• GIVEN REQUEST: Reproduce the lines below, substituting "pillar capital" for each occurrence of "column capital" and leaving everything else unchanged. Omit the pictures from your reproduction.

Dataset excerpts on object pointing
--

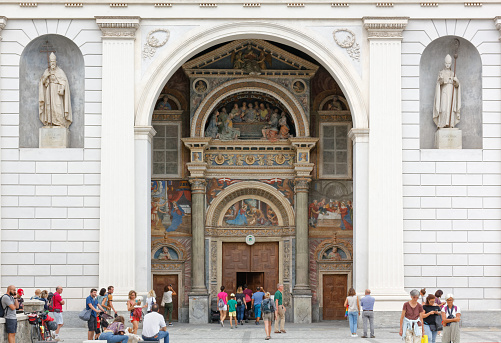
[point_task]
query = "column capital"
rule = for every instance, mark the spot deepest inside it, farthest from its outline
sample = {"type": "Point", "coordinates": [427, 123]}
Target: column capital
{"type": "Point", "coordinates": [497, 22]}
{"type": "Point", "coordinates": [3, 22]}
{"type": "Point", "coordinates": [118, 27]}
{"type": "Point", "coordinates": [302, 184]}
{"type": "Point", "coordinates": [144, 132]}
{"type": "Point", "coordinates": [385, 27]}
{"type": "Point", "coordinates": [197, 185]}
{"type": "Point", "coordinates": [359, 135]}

--

• EXPECTED ANSWER:
[point_task]
query = "pillar capital"
rule = for every instance, mark the spot deepest inside it, farthest from its outline
sample = {"type": "Point", "coordinates": [427, 123]}
Target: pillar capital
{"type": "Point", "coordinates": [497, 22]}
{"type": "Point", "coordinates": [3, 22]}
{"type": "Point", "coordinates": [118, 27]}
{"type": "Point", "coordinates": [302, 184]}
{"type": "Point", "coordinates": [144, 132]}
{"type": "Point", "coordinates": [385, 27]}
{"type": "Point", "coordinates": [197, 185]}
{"type": "Point", "coordinates": [359, 135]}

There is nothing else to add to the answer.